In
“First Cold,” a boy explores several imaginative loops in his head, from
visiting the Tarahumaras to racing through a galaxy of supernovas. The most poignant is imagining he comes
back as a respectable man to his startled mother, to tell her everything will
be okay in the future. Back in
reality, the boy is but twelve-years-old, three years before she commits
suicide.
The
son of Zachary and Angélica, in “The Framer’s Apprentice,” retells their first
meetings, somewhat romanticized. Then the son remembers his mother screaming at him as a
seven-year-old, “You’re the reason!
You’re the one!” that is, the reason she got married. This happens a year before she also
kills herself. Meanwhile the young
son escapes the present by making his own mathematical symbols, living in his
mind.
This
‘living in the mind’ dwells on the messy relationship between singularity and
abstraction. In “Green-eyed Girl
on the Cover of National Geographic,” the narrator is a young American man
studying art in Paris who falls for a Moroccan clerk. The out-of-place Chicano guards against over-thinking the
details because this leads to a “singularity of meaning.” What we find out in a later story,
“Centinela! Centinela! What of the
Night?” is that the father is telling this Parisian story to their daughter,
Mari, but withholds details of their night dancing, because this would “limit
the possibilities.”

[Pointing dataset data]

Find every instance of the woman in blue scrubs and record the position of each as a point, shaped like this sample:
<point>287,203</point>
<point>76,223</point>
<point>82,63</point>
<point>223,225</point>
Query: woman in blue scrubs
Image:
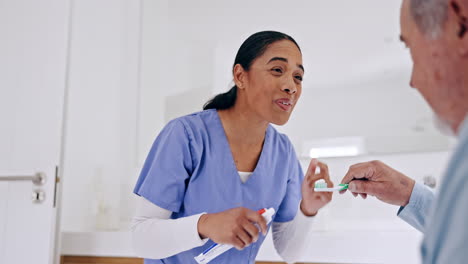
<point>209,172</point>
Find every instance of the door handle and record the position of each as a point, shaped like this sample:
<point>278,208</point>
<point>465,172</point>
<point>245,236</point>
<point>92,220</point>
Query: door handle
<point>38,179</point>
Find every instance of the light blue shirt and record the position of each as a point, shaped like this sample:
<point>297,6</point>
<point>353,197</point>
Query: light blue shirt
<point>190,170</point>
<point>446,228</point>
<point>418,209</point>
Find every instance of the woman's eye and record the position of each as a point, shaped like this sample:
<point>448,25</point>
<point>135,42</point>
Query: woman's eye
<point>277,70</point>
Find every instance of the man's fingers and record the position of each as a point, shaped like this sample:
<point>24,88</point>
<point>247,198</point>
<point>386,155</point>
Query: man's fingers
<point>367,187</point>
<point>238,244</point>
<point>358,171</point>
<point>311,169</point>
<point>252,230</point>
<point>244,237</point>
<point>255,217</point>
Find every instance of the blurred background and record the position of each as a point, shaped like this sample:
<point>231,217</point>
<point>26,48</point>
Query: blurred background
<point>124,68</point>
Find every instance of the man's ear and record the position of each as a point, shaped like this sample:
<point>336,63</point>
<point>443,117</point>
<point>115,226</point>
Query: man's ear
<point>239,76</point>
<point>460,8</point>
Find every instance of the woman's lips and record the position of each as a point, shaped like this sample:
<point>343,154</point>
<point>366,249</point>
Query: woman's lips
<point>284,103</point>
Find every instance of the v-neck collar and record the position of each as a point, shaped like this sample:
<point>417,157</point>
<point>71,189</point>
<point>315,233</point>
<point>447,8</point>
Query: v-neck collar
<point>227,147</point>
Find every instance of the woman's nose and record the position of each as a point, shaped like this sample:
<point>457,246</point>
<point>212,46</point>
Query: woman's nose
<point>290,88</point>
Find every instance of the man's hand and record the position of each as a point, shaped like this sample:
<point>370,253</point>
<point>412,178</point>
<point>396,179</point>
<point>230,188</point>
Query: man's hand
<point>377,179</point>
<point>312,201</point>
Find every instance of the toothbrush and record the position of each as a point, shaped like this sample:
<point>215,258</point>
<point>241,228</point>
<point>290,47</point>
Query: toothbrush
<point>321,186</point>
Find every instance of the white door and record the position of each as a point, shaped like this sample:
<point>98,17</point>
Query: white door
<point>33,59</point>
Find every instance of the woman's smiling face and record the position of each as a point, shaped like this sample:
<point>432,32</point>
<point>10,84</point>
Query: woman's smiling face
<point>273,84</point>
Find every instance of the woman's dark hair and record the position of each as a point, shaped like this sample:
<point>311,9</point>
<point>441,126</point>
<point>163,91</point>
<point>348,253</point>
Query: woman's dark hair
<point>252,48</point>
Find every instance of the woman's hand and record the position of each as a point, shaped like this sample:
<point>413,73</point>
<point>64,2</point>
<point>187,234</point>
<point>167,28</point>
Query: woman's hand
<point>234,227</point>
<point>312,201</point>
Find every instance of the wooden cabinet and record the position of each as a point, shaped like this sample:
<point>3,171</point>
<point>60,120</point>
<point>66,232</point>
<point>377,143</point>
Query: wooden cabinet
<point>99,260</point>
<point>118,260</point>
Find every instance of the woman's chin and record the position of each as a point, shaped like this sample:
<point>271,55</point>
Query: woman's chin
<point>280,120</point>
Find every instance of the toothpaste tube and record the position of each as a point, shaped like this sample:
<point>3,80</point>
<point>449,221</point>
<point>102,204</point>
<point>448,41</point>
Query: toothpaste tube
<point>217,249</point>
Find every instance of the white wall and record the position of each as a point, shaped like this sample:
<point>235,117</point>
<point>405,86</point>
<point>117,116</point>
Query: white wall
<point>101,146</point>
<point>357,70</point>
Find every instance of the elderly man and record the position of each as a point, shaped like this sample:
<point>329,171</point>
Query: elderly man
<point>435,31</point>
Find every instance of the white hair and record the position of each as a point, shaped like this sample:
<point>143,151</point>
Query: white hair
<point>429,16</point>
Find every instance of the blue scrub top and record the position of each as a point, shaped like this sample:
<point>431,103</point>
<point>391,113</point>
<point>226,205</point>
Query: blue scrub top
<point>190,169</point>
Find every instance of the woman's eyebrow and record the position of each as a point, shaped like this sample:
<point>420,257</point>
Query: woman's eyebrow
<point>285,60</point>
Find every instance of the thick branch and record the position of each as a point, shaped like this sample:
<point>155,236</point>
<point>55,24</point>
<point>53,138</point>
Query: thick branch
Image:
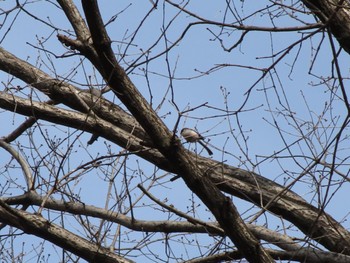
<point>335,14</point>
<point>38,226</point>
<point>220,205</point>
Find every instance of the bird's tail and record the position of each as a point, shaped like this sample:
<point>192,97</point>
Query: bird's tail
<point>206,147</point>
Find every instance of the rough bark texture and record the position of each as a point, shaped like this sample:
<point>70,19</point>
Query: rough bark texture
<point>335,14</point>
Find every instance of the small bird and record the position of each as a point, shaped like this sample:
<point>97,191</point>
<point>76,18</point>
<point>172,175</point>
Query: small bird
<point>191,135</point>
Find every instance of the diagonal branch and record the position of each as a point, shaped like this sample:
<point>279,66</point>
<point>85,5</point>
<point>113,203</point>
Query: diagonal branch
<point>43,228</point>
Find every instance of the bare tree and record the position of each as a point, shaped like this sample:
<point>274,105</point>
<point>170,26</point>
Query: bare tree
<point>104,175</point>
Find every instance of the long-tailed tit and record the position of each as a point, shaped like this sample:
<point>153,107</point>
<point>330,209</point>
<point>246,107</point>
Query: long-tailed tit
<point>191,135</point>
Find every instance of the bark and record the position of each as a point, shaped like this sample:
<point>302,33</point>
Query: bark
<point>37,225</point>
<point>335,14</point>
<point>116,126</point>
<point>221,206</point>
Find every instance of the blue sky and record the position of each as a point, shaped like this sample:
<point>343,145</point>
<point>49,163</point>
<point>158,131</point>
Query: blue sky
<point>197,52</point>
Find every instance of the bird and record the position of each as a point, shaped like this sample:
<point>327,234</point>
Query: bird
<point>191,135</point>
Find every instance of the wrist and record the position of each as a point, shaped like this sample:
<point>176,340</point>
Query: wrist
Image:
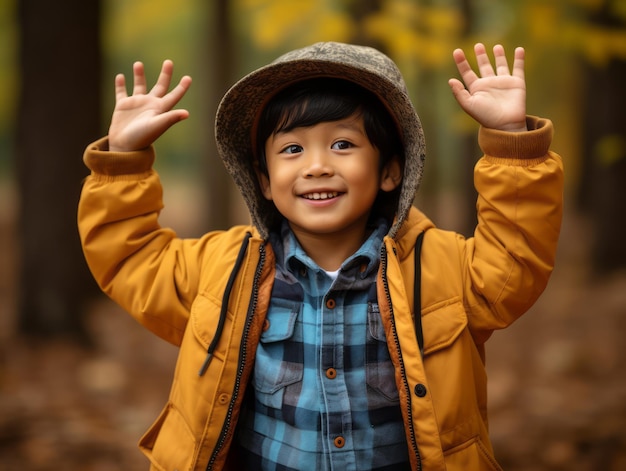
<point>520,126</point>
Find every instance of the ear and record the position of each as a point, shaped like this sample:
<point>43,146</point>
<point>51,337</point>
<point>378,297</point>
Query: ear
<point>264,183</point>
<point>391,175</point>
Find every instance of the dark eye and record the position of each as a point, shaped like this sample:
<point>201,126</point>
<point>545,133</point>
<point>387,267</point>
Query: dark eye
<point>341,145</point>
<point>292,149</point>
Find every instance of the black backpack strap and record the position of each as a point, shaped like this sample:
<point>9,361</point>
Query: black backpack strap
<point>417,296</point>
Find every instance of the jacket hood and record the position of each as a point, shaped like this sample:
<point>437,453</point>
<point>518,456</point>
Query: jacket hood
<point>241,106</point>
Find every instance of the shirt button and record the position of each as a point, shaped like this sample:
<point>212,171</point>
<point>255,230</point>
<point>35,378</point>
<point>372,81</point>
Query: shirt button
<point>420,390</point>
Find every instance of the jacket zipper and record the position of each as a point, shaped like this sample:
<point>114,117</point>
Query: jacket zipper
<point>242,355</point>
<point>383,264</point>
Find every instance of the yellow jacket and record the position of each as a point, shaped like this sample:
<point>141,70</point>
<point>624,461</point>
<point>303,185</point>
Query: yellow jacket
<point>469,288</point>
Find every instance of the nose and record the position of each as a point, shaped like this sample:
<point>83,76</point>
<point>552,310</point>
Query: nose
<point>317,164</point>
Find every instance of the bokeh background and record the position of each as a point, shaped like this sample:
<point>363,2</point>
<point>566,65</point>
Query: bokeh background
<point>80,381</point>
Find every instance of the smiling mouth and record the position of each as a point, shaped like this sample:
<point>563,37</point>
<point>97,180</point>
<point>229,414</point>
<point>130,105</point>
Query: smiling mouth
<point>324,195</point>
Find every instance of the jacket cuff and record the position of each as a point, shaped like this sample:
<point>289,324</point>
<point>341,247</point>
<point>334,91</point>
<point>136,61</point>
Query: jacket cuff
<point>530,145</point>
<point>100,160</point>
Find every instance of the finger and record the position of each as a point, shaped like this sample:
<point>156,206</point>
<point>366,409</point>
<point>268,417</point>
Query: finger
<point>464,68</point>
<point>139,78</point>
<point>165,77</point>
<point>502,66</point>
<point>518,62</point>
<point>172,98</point>
<point>120,87</point>
<point>482,59</point>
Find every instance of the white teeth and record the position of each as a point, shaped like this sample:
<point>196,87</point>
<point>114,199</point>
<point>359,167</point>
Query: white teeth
<point>321,196</point>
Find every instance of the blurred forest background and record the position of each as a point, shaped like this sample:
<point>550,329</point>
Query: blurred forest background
<point>80,381</point>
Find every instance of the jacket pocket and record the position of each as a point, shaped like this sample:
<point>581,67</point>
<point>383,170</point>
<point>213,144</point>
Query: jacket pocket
<point>279,366</point>
<point>442,325</point>
<point>169,443</point>
<point>379,370</point>
<point>473,455</point>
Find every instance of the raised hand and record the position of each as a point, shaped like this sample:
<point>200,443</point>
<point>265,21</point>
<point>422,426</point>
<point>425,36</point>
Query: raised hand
<point>139,119</point>
<point>496,98</point>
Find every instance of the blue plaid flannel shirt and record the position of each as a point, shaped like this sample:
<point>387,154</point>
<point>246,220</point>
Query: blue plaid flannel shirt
<point>324,391</point>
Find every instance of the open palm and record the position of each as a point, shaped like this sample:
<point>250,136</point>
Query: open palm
<point>139,119</point>
<point>496,98</point>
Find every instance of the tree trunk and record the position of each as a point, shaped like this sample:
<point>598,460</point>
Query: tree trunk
<point>602,193</point>
<point>58,115</point>
<point>220,70</point>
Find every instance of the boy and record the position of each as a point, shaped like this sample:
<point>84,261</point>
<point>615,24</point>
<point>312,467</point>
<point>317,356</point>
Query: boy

Stated problem: In the text on these short stories, in what city does the narrator of "Green-eyed Girl on the Cover of National Geographic" study art? The data is separate from the text and unrelated to it.

Final answer: Paris.